══ Supplied records ══

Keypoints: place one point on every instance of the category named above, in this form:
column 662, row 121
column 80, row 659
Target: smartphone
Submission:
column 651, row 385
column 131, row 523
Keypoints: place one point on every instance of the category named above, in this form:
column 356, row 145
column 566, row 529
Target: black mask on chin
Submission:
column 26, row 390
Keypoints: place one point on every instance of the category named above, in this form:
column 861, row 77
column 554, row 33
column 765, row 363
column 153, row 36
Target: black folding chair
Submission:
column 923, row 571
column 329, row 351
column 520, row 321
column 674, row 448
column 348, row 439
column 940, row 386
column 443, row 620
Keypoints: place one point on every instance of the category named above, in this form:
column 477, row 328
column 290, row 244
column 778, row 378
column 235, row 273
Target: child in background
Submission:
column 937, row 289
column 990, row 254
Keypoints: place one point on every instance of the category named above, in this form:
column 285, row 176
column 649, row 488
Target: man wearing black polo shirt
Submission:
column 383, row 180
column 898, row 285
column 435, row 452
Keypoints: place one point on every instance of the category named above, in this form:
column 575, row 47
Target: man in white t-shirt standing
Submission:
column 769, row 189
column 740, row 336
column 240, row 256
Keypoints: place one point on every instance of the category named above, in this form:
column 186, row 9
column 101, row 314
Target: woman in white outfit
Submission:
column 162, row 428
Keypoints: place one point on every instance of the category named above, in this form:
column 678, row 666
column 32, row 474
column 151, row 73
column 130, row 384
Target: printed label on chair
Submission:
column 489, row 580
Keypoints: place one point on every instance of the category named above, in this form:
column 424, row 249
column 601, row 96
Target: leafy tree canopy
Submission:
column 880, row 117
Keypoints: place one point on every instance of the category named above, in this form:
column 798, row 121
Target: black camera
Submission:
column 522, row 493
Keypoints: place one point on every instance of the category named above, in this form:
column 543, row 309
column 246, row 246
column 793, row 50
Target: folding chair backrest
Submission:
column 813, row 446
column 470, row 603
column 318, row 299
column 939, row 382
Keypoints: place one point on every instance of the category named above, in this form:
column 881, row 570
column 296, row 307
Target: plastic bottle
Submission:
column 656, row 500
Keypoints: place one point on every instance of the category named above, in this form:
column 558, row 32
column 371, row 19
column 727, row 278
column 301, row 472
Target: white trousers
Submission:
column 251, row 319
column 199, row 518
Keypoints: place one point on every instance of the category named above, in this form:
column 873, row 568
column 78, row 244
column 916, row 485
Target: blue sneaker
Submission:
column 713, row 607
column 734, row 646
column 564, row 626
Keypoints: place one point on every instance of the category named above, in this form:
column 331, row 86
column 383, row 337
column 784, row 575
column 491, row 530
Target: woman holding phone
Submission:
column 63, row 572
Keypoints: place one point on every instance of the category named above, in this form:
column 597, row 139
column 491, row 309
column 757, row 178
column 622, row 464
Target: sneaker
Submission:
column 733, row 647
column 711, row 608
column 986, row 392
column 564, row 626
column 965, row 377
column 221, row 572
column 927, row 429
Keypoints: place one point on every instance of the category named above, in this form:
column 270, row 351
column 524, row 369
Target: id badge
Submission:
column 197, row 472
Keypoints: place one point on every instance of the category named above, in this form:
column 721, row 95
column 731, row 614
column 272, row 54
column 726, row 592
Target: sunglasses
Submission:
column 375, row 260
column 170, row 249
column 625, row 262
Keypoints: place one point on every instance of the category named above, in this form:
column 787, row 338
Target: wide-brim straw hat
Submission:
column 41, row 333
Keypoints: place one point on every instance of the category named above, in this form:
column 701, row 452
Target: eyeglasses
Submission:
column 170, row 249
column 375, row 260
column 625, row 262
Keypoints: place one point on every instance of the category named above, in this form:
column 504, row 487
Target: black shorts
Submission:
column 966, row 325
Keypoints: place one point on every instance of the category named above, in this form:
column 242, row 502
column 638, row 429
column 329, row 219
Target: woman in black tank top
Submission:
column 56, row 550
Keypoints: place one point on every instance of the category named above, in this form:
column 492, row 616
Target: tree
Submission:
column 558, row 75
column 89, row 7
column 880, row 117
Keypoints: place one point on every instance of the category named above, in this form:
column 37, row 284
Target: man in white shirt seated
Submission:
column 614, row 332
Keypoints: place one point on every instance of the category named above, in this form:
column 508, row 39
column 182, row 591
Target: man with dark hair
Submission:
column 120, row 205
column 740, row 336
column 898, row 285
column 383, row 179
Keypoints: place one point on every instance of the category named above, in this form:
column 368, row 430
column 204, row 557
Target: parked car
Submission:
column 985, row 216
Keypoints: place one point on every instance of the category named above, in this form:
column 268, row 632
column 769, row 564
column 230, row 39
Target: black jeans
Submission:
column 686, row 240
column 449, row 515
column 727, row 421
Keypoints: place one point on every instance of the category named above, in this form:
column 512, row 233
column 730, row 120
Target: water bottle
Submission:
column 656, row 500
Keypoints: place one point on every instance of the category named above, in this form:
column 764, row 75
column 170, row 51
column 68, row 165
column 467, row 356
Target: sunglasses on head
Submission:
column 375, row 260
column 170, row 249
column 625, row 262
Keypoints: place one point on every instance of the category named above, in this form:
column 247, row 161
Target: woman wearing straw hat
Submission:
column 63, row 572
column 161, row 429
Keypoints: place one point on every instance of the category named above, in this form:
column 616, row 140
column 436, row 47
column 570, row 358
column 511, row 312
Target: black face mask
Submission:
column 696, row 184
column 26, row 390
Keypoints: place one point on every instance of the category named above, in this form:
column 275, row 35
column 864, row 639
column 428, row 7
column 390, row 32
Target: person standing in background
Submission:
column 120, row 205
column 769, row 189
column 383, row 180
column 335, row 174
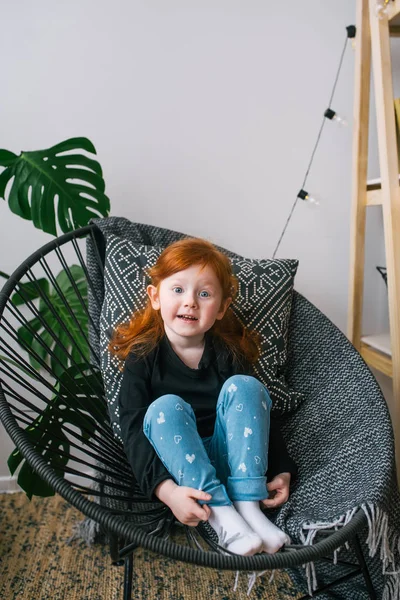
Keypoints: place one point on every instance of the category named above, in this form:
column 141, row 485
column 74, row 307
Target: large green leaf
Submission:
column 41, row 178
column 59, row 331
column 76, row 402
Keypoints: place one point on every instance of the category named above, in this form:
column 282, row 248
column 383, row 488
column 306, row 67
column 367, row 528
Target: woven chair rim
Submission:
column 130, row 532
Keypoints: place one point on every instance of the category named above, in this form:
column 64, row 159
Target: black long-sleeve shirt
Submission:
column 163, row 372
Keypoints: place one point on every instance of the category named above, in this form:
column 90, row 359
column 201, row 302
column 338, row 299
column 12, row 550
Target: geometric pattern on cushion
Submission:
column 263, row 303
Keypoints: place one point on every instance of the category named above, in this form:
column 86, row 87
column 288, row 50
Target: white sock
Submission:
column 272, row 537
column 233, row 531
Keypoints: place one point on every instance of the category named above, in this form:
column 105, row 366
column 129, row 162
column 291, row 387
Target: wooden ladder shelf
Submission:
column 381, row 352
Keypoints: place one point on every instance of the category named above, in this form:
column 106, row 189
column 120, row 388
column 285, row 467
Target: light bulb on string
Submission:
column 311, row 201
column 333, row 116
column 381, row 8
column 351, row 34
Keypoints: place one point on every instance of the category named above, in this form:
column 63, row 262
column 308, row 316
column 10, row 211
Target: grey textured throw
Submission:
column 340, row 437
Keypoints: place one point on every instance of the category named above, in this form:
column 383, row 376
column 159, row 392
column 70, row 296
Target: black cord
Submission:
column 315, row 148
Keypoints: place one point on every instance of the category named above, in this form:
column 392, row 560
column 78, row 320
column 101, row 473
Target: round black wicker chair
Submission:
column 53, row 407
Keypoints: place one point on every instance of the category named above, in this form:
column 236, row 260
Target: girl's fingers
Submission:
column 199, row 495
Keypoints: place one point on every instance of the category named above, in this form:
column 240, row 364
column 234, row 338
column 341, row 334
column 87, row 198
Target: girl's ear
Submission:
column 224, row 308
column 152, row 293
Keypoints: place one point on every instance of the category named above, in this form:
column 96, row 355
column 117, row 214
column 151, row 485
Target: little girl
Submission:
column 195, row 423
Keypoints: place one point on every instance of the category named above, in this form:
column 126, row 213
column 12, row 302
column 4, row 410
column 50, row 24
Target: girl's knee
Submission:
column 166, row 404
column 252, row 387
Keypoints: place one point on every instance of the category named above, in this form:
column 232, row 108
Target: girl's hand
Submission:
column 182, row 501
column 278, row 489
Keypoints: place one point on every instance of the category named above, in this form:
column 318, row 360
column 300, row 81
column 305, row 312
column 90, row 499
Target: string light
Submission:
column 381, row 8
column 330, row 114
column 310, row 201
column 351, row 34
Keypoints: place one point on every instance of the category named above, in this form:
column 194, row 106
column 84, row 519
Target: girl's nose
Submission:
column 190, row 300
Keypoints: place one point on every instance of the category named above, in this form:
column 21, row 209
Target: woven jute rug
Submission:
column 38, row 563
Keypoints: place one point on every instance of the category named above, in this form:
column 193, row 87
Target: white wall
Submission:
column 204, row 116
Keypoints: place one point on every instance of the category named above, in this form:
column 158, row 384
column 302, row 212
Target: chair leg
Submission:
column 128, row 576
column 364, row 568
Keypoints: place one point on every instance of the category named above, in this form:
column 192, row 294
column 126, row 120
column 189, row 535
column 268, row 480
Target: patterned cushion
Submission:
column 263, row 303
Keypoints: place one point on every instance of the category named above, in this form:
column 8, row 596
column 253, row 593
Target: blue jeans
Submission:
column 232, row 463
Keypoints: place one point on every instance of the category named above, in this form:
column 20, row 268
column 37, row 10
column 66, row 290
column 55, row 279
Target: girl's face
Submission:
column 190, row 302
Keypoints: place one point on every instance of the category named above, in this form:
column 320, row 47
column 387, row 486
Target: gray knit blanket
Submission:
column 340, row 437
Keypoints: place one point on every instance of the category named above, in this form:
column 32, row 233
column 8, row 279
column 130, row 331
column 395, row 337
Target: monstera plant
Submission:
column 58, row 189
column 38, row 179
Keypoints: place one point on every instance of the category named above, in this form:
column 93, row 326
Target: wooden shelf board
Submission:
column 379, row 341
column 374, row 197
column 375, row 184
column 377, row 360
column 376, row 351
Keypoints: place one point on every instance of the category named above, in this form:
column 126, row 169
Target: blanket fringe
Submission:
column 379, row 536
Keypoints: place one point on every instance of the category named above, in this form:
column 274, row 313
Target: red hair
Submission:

═══
══ Supplied records ══

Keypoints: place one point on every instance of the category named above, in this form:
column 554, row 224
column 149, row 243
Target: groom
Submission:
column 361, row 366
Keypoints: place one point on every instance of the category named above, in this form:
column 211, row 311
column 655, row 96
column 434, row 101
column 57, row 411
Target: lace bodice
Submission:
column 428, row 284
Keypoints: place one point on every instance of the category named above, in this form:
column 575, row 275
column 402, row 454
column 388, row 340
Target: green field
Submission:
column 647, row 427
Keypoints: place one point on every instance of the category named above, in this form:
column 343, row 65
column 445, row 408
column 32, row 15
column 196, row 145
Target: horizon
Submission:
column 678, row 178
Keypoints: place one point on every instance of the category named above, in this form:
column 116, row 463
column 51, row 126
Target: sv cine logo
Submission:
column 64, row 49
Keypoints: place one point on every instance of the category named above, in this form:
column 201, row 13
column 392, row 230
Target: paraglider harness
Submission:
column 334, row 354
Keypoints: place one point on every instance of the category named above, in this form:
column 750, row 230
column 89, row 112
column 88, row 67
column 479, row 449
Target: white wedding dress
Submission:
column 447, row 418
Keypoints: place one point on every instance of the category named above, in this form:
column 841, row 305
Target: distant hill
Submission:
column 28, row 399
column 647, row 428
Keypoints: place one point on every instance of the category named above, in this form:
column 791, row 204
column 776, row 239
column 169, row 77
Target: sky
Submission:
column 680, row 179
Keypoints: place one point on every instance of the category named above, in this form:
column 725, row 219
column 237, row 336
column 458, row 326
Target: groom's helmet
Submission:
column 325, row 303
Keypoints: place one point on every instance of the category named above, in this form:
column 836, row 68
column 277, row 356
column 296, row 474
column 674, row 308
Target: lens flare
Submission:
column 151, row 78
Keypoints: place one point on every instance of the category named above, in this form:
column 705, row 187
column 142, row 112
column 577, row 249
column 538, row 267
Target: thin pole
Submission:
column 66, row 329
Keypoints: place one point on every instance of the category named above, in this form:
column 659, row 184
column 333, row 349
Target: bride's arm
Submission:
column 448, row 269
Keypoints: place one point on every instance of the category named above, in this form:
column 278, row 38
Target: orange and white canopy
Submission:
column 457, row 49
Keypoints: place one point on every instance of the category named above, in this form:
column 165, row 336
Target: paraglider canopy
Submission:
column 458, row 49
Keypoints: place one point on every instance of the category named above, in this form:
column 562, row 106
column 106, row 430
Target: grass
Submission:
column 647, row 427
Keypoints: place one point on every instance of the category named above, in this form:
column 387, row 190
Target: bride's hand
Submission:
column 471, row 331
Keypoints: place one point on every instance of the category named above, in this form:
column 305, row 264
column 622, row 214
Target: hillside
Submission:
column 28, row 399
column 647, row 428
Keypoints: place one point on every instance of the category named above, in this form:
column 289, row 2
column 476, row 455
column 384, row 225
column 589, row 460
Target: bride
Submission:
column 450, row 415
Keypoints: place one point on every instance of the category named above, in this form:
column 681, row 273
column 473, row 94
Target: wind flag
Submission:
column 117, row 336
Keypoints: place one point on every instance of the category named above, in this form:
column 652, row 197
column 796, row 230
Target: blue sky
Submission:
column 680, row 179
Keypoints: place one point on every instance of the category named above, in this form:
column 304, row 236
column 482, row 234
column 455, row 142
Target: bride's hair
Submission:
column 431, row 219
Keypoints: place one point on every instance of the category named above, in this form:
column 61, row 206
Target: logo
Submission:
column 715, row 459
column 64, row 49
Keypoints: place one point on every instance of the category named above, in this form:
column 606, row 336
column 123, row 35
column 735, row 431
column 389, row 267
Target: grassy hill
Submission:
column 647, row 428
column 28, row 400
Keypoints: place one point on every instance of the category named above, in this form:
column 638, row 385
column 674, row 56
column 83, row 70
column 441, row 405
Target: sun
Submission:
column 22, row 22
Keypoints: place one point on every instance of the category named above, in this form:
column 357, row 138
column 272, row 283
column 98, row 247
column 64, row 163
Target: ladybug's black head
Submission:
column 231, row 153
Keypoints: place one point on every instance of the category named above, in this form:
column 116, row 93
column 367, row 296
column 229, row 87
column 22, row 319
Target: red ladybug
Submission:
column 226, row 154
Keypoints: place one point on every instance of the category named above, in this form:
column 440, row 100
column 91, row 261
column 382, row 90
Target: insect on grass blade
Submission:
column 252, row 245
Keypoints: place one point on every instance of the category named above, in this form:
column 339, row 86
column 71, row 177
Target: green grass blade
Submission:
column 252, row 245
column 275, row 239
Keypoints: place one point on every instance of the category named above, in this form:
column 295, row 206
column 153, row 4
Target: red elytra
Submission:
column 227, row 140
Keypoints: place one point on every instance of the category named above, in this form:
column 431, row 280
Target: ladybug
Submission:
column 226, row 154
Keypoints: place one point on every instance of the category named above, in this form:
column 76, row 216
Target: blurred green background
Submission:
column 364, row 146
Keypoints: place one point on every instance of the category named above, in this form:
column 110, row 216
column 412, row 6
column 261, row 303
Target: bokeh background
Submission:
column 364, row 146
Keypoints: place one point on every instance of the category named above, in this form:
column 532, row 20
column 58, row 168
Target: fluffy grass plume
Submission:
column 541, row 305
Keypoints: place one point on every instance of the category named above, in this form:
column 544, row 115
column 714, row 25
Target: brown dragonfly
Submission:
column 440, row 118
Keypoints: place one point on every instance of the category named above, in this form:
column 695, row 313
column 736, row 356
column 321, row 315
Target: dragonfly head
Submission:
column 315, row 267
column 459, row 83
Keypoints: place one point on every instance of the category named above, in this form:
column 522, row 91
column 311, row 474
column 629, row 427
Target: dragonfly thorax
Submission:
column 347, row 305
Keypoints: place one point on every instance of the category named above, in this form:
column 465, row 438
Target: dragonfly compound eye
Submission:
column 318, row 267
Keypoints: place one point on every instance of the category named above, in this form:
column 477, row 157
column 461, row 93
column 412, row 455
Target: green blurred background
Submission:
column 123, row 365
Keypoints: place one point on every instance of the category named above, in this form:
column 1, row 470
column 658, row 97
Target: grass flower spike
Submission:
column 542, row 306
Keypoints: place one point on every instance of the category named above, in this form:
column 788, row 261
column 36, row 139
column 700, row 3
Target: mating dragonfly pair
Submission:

═══
══ Supplied records ══

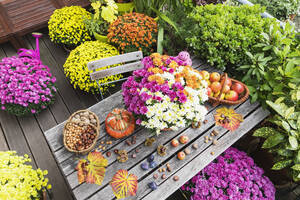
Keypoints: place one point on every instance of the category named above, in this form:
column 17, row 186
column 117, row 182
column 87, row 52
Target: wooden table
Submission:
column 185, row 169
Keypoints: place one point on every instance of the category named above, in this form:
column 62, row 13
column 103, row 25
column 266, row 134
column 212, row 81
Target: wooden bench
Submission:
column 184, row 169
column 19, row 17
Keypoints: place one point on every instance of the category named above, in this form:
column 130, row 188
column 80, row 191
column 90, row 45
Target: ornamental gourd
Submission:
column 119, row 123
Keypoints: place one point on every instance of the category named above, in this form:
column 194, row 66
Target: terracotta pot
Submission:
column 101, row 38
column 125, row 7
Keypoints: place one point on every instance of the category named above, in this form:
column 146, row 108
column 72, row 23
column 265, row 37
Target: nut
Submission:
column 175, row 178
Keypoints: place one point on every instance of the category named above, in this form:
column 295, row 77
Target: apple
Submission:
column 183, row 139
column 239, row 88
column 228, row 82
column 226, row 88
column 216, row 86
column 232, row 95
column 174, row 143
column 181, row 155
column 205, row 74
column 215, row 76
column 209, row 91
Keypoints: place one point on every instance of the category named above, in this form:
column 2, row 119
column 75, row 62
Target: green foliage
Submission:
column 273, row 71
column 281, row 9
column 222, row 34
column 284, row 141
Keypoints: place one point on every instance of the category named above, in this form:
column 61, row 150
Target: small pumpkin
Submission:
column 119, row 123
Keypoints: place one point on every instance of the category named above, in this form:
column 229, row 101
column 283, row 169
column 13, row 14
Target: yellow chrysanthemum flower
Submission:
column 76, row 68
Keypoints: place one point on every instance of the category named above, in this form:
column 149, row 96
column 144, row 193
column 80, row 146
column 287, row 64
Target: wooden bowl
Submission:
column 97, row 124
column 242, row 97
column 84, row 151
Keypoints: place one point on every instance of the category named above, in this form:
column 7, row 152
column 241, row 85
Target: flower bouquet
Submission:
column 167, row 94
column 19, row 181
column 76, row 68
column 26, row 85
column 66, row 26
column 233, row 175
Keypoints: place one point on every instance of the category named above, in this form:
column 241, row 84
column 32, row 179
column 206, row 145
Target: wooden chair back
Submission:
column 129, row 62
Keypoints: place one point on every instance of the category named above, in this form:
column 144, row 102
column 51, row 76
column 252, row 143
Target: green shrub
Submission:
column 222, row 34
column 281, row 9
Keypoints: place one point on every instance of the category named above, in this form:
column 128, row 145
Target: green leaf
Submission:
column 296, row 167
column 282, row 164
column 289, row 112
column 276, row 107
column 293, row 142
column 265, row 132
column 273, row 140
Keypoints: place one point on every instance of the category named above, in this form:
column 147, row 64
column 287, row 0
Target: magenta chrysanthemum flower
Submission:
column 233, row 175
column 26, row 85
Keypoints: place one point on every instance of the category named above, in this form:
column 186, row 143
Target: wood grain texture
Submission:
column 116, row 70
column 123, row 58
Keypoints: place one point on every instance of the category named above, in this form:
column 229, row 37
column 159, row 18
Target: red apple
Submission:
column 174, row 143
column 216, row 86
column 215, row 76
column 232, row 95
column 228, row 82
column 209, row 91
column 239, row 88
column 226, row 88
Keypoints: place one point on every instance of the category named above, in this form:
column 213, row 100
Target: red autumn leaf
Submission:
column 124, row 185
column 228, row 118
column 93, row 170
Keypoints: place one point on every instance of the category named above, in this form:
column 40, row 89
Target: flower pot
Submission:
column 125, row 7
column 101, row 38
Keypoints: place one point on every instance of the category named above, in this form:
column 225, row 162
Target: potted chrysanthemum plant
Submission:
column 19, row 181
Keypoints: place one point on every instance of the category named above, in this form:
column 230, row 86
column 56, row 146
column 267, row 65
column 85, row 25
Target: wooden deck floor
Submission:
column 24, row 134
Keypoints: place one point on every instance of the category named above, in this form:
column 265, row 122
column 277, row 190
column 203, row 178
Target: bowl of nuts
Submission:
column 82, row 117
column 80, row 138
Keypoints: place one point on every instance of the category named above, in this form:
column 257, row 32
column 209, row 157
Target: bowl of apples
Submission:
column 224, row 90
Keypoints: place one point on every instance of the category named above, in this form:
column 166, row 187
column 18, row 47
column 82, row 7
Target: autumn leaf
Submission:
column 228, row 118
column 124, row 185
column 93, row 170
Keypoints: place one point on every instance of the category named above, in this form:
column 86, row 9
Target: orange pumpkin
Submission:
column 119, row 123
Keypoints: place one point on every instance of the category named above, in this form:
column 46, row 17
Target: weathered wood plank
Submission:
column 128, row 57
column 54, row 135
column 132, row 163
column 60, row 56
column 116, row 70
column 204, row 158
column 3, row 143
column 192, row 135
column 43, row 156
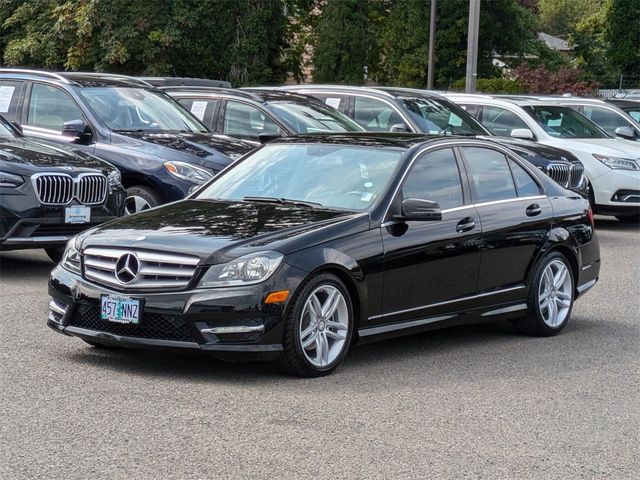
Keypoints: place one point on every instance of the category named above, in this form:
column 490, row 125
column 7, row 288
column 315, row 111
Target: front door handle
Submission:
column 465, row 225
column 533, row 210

═══

== Short task ==
Show each line from the rows above that contains the word "shelf". Letter case must match.

== Reply ==
Target: wooden ladder shelf
Target: wooden shelf board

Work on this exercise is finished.